USD: Support Python hooks and chasers to extend IO functionality #108825
This task is meant to initiate a discussion of design strategies for supporting Python hooks and callbacks (also known as
chasers) for extending USD import and export functionality. Although the current discussion will focus on USD IO in particular, the intent is to design an approach that can be generalized to support other formats as well.
As context, some DCCs allow extending the application's USD IO functionality through custom plugins. For example,
Solaris in Houdini supports authoring custom material shader translators as Python plugins . Maya’s USD plugin supports the concept of
chasers for import and export.
There have been previous discussions in the
pipeline-assets-io-module chat for supporting Python customization of Blender’s USD IO, as described here. In addition, a limited prototype was implemented in the
universal-scene-description branch for converting USD materials through Python callbacks. This prototype is currently being refactored and will be described in a separate design task in the near future.
Such hooks can be very useful for adding missing or experimental USD conversion functionality and for handling custom schemas and attributes. The set of supported hooks might include the following:
- On Import/Export. Called immediately after import and before export finalizes, respectively.

* THE TASKS:
1. In the USD hooks design text, what concept does Maya's USD plugin support for import and export?
2. Continue the USD hooks design text from the point where it stops.

* SUPPLIED MATERIAL:
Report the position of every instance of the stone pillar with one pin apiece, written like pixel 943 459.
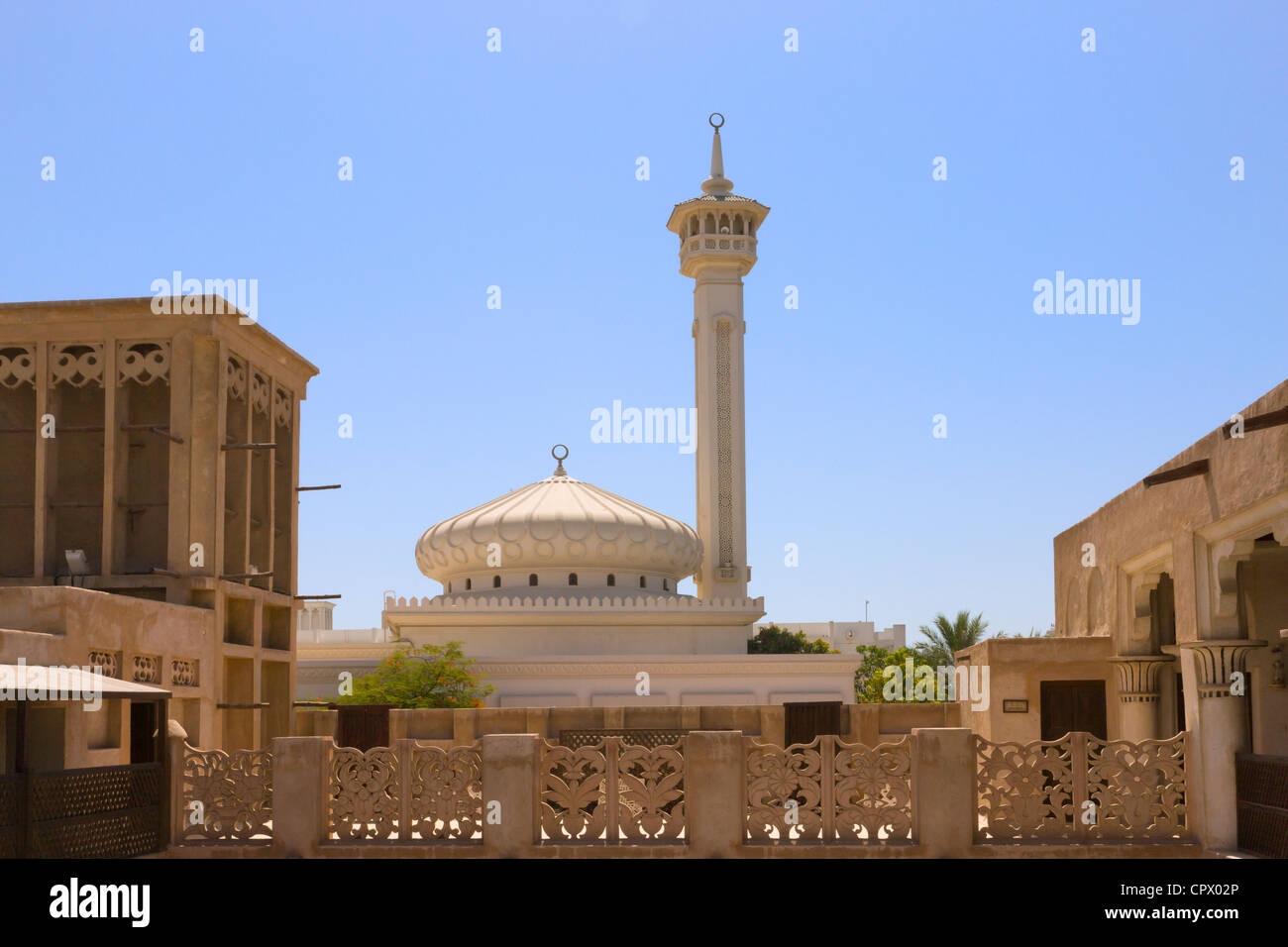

* ANSWERS GIVEN:
1. Maya's USD plugin supports chasers for import and export.

2.
- On Prim Import/Export. Customize per-prim conversion.
- Material Conversion. Handle converting custom material types. On export, multiple hooks could be used to support different shading contexts for the same material.
Arguments for such callbacks would typically include a pointer to the USD stage and a mapping between USD prims and Blender objects.
The implementation strategy for this feature in Blender requires further discussion. As a starting point, it may be useful to describe a simple and direct approach for invoking such callbacks in user-specified modules:
- Users implement Python add-ons that define the required chaser functions.
- The chaser module names are provided as a parameter to the USD IO operators.
- The USD IO code calls the chaser functions in the given modules using the
boost::pythonbindings provided by the USD libraries.
An advantage of this strategy is that it is straightforward to implement and requires no changes to Blender code outside the USD IO module. However, providing module names as a parameter requires an extra step in the workflow and is error prone.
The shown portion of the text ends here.